## Directions:
In the account of West York, where was the ship laid up after being paid off on 9 July 1945?

## Document text:

================================

West York arrived at Halifax in mid-November, 1944 and left a month later for Bermuda to work up. In February, 1945, she joined the Mid-Ocean Escort Force escort group EG C-5 at St. John's, leaving on 16 February to rendezvous with her first transatlantic convoy, HX 338. She made three round trips across the Atlantic before the end of her career, the last one as escort to ON 305, which she joined from Londonderry at the end of May 1945.

West York was paid off on 9 July 1945 and laid up at Sorel, Quebec. She was sold into mercantile service as SS West York. As SS West York, she was towing the decommissioned when the towline parted and the destroyer was wrecked on 7 November 1945 off Prince Edward Island.

By 1947, she had her steam reciprocating engine replaced by diesel power and sailed under Moroccan registry as the Moulay Bouchaib. As late as 1950, she was the Italian Espresso. She returned to Canadian registry in 1959 as Federal Express. She was moored in Montreal on the evening of 5 May 1960, when she was struck by the Swedish Polaris. Holed and with her mooring lines carried away, Federal Express careened into the Danish Hilda Maersk and sank in 30 minutes. Later that year, the after part of the ship was raised and broken up for scrap.

================================

## Recorded data:

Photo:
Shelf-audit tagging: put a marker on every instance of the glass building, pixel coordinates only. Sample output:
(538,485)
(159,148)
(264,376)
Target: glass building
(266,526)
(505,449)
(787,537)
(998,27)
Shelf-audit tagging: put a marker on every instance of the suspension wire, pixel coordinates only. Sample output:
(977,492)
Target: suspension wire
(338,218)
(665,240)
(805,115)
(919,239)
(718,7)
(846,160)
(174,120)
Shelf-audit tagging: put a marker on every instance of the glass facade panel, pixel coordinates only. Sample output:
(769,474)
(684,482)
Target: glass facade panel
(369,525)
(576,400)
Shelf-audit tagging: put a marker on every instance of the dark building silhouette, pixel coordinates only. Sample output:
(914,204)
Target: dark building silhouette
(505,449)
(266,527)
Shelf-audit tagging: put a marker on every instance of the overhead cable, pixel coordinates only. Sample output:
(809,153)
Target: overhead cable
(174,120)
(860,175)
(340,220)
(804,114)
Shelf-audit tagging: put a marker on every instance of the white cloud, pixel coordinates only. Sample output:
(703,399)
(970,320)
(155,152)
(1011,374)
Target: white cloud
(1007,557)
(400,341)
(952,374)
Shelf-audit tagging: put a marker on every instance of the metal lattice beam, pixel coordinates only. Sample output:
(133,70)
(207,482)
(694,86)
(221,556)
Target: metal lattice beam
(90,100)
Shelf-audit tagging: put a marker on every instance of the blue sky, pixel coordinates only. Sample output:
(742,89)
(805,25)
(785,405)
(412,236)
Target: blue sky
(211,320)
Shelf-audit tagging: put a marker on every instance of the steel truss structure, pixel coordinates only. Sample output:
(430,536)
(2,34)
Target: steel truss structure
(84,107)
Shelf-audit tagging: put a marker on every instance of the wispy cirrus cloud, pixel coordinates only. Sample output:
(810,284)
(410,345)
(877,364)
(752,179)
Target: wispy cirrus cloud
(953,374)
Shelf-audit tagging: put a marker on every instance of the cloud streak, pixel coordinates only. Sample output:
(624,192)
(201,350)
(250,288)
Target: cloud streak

================================

## Written solution:
At Sorel, Quebec.